Page excerpt ->
*****

Bug #38184
osd: recovery does not preserve copy-on-write allocations between object clones after 'rbd revert'
0%
Description
Hi. I've already reported it in issue 36614, but here is a more concrete case.
- Start with a bluestore Ceph cluster
- Create an RBD image
- Fill it with data
- Remember disk space used by the image as X
- Create a snapshot of it
- Immediately revert to it (rbd snap revert)
- After revert finishes you'll see that there was still X space used, but object count in the cluster is doubled
- Trigger a massive rebalance in the cluster
- After rebalance finishes you'll see that the image's objects residing in moved PGs now use 2*X disk space. This is because virtual clones stop being virtual after their data is moved
- Now run rbd snap revert again
- You'll see the space usage drop. This is because "virtual clones" become "virtual" again.
I think it's a bug and should be fixed. It had led to a bad situation in our cluster once, described in issue 36614.

*****

Short task A -> Identify each line in the entries that contains the string "stamen" and copy those lines out. The match is case-sensitive.
The bug report and the entries come from separate sources.

[Point labels for objects]
*****

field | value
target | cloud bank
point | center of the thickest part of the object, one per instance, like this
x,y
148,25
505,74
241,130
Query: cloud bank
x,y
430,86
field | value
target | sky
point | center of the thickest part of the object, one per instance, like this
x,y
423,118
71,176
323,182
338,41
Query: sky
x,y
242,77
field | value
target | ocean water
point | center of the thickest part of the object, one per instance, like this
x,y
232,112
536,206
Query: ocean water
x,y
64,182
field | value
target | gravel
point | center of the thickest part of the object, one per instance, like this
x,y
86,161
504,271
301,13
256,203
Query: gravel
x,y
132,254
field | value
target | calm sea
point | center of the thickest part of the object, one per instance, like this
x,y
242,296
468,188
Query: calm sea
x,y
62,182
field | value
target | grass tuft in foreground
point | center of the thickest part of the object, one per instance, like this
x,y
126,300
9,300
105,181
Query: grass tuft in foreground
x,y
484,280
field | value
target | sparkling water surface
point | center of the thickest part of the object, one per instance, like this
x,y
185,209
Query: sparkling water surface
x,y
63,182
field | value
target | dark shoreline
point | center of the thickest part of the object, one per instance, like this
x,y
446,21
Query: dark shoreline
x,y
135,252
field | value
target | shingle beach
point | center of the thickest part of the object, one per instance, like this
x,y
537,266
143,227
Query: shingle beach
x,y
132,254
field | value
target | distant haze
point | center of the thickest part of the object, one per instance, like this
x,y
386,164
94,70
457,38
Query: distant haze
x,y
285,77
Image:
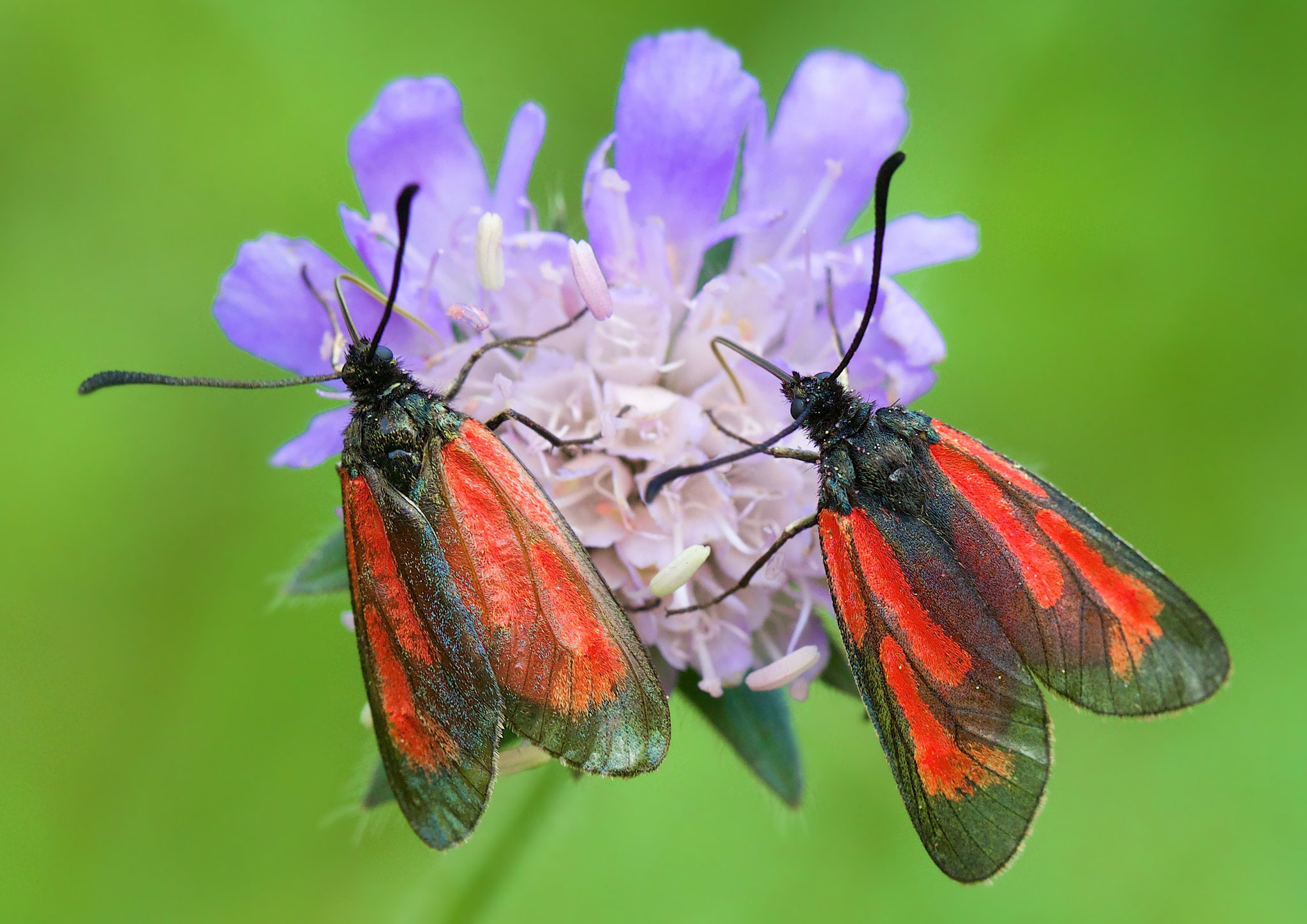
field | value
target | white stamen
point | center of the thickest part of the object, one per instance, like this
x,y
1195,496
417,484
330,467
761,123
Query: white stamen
x,y
523,757
678,572
489,251
590,279
800,228
532,216
470,313
783,671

*****

Short task B -> Print the entire bug report again, word for word.

Full solution A ->
target | white stamen
Query: white stamen

Full solution B ->
Bug #38184
osd: recovery does not preserve copy-on-write allocations between object clones after 'rbd revert'
0%
Description
Hi. I've already reported it in issue 36614, but here is a more concrete case.
- Start with a bluestore Ceph cluster
- Create an RBD image
- Fill it with data
- Remember disk space used by the image as X
- Create a snapshot of it
- Immediately revert to it (rbd snap revert)
- After revert finishes you'll see that there was still X space used, but object count in the cluster is doubled
- Trigger a massive rebalance in the cluster
- After rebalance finishes you'll see that the image's objects residing in moved PGs now use 2*X disk space. This is because virtual clones stop being virtual after their data is moved
- Now run rbd snap revert again
- You'll see the space usage drop. This is because "virtual clones" become "virtual" again.
I think it's a bug and should be fixed. It had led to a bad situation in our cluster once, described in issue 36614.